### TEXT SHOWN
<<<<

Electrons reflected back or emitted from the sample are collected, amplified, and then used to
create a magnified image of the sample surface. Knoll called his device "der Elektronen Abtaster", which means "electron scanner" in German.
Sounds cooler in German, if you ask me. Knoll's machine could magnify about 10x
but not much more due to the width of its electron beam probe. Interestingly, he did not
use electron optics to try shrinking that width. He certainly must have considered it. Maybe
he passed because the current setup already met his needs and sufficiently sensitive
electron detectors were not available. Ruska later won the Nobel Prize for Physics in
1986 for his work in electron optics. I reckon Knoll would have won part of that Nobel
as well had he not passed away in 1969. ## Von Ardenne Meet the German scientist
Manfred baron von Ardenne. He was born into a wealthy family, which let
him run his own lab. Brilliant and self-taught, he received his first patent at the age of 15. In 1931, he demonstrated the first fully
electronic television system. It used cathode-ray tubes to produce
images. Which is pretty cool. In 1936 Siemens contracted Ardenne to design
and build a new electron microscope to avoid an issue in existing TEMs. In an electron
stream, not all electrons are made equal. Some have more energies than others,
causing them to react differently as they accelerate and pass through the
lens - creating aberrations in the image. So Ardenne built a microscope that
scanned an electron beam across the sample line by line. Today we call
this a Scanning Transmission Electron Microscope. "Scanning" because of how
the machine scans across line by line. "Transmission" because the electron
beam still goes through the sample. Ardenne only spent two years on
this. His machine was sophisticated, but also limited. The beam was not
powerful enough and Ardenne did not have sufficiently sensitive electron
sensors - resorting to photographic film. So it took 20 minutes to record an image. And
since you can't see if the image needed focusing until after developing the film, you had to sort
of wing that part. No images were ever published. A brilliant and creative mind, Ardenne
probably would have been able to build something had there been time. He had all
the essential principles down- including a correct theoretical model of the
sample’s interaction with the beam. When an electron beam hits the sample, two
things happen. First, primary electrons from the beam are back-scattered - as in they bounce
back off the surface like ping pong balls. And then there is the secondary
reaction. This is where atoms in the sample get energized by the primary beam
and start emitting electrons of their own. Ardenne knew this and so he was on the
right path. But then World War II broke out, and Ardenne abandoned the project to work on a
cyclotron for the German atomic bomb project. His electron microscope was destroyed during an
air raid in Berlin in 1944. Later, Oatley calls him the "true father of the scanning microscope".

>>>>

### WORK TO DO
Could you print the passage above about early scanning electron microscopes word for word, from start to finish?

### GIVEN INFORMATION
<<<<

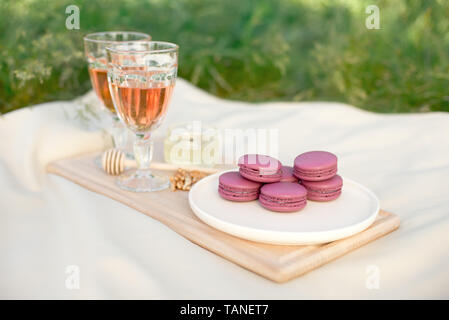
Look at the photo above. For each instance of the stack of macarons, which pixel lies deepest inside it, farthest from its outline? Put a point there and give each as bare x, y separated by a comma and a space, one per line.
318, 173
278, 187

>>>>

### SOLUTION FOR THIS EXERCISE
Electrons reflected back or emitted from the sample are collected, amplified, and then used to
create a magnified image of the sample surface. Knoll called his device "der Elektronen Abtaster", which means "electron scanner" in German.
Sounds cooler in German, if you ask me. Knoll's machine could magnify about 10x
but not much more due to the width of its electron beam probe. Interestingly, he did not
use electron optics to try shrinking that width. He certainly must have considered it. Maybe
he passed because the current setup already met his needs and sufficiently sensitive
electron detectors were not available. Ruska later won the Nobel Prize for Physics in
1986 for his work in electron optics. I reckon Knoll would have won part of that Nobel
as well had he not passed away in 1969. ## Von Ardenne Meet the German scientist
Manfred baron von Ardenne. He was born into a wealthy family, which let
him run his own lab. Brilliant and self-taught, he received his first patent at the age of 15. In 1931, he demonstrated the first fully
electronic television system. It used cathode-ray tubes to produce
images. Which is pretty cool. In 1936 Siemens contracted Ardenne to design
and build a new electron microscope to avoid an issue in existing TEMs. In an electron
stream, not all electrons are made equal. Some have more energies than others,
causing them to react differently as they accelerate and pass through the
lens - creating aberrations in the image. So Ardenne built a microscope that
scanned an electron beam across the sample line by line. Today we call
this a Scanning Transmission Electron Microscope. "Scanning" because of how
the machine scans across line by line. "Transmission" because the electron
beam still goes through the sample. Ardenne only spent two years on
this. His machine was sophisticated, but also limited. The beam was not
powerful enough and Ardenne did not have sufficiently sensitive electron
sensors - resorting to photographic film. So it took 20 minutes to record an image. And
since you can't see if the image needed focusing until after developing the film, you had to sort
of wing that part. No images were ever published. A brilliant and creative mind, Ardenne
probably would have been able to build something had there been time. He had all
the essential principles down- including a correct theoretical model of the
sample’s interaction with the beam. When an electron beam hits the sample, two
things happen. First, primary electrons from the beam are back-scattered - as in they bounce
back off the surface like ping pong balls. And then there is the secondary
reaction. This is where atoms in the sample get energized by the primary beam
and start emitting electrons of their own. Ardenne knew this and so he was on the
right path. But then World War II broke out, and Ardenne abandoned the project to work on a
cyclotron for the German atomic bomb project. His electron microscope was destroyed during an
air raid in Berlin in 1944. Later, Oatley calls him the "true father of the scanning microscope".